Task to carry out - Please restate exactly what appears in the records below from the first line to the line where "rough mask: <svg" is, that line included.

Data for analysis -
▼

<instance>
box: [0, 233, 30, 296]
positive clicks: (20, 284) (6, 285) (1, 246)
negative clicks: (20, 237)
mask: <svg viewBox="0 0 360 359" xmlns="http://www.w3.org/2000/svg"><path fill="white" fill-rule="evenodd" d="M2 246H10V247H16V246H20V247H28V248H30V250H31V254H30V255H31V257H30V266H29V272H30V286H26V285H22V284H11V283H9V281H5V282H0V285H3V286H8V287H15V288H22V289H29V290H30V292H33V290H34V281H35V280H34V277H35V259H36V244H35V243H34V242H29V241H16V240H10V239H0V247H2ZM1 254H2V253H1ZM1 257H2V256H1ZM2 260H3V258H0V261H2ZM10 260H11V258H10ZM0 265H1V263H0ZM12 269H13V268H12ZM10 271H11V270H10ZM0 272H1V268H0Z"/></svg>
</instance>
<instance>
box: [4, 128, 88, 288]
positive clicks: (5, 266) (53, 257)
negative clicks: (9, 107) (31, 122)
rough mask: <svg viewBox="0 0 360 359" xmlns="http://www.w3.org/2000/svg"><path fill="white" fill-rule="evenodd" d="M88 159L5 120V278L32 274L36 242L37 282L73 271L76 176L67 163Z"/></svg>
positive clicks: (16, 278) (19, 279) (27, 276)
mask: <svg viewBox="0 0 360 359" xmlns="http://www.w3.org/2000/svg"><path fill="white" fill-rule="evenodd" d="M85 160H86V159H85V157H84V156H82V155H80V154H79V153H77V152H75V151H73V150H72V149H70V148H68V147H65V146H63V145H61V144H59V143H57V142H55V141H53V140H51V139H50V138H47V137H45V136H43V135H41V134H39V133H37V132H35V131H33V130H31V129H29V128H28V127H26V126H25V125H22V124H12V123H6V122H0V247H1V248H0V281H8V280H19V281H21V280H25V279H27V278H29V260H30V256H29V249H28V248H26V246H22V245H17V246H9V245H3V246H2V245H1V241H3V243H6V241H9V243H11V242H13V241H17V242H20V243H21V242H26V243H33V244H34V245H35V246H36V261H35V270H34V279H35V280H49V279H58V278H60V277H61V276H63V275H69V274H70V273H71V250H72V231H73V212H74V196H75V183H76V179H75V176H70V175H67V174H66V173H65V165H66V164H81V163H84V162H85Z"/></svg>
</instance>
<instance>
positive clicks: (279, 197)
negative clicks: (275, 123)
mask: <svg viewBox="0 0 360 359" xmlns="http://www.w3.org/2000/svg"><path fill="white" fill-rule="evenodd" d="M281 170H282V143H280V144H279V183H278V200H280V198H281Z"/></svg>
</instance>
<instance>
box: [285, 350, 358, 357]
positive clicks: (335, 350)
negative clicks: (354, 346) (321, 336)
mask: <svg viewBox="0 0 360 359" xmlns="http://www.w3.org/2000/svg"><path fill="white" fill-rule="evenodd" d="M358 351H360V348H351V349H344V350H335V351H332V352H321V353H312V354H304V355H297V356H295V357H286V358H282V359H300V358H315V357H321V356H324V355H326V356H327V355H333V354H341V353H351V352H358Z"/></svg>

▲

Solution to the exercise -
<instance>
box: [0, 233, 30, 296]
positive clicks: (20, 284) (6, 285) (1, 246)
negative clicks: (20, 237)
mask: <svg viewBox="0 0 360 359" xmlns="http://www.w3.org/2000/svg"><path fill="white" fill-rule="evenodd" d="M2 246H10V247H16V246H20V247H28V248H30V250H31V254H30V255H31V257H30V266H29V272H30V286H26V285H22V284H11V283H9V281H5V282H0V285H3V286H8V287H15V288H22V289H29V290H30V292H33V290H34V281H35V280H34V277H35V259H36V244H35V243H34V242H29V241H16V240H10V239H0V247H2ZM1 254H2V253H1ZM1 257H2V256H1ZM2 260H3V258H0V261H2ZM10 260H11V258H10ZM0 265H1V263H0ZM12 269H13V268H12ZM10 271H11V270H10ZM0 272H1V268H0Z"/></svg>
</instance>
<instance>
box: [4, 128, 88, 288]
positive clicks: (5, 266) (53, 257)
negative clicks: (9, 107) (31, 122)
rough mask: <svg viewBox="0 0 360 359" xmlns="http://www.w3.org/2000/svg"><path fill="white" fill-rule="evenodd" d="M88 159L5 120V278L32 274L36 242L37 282L73 271L76 176L67 163Z"/></svg>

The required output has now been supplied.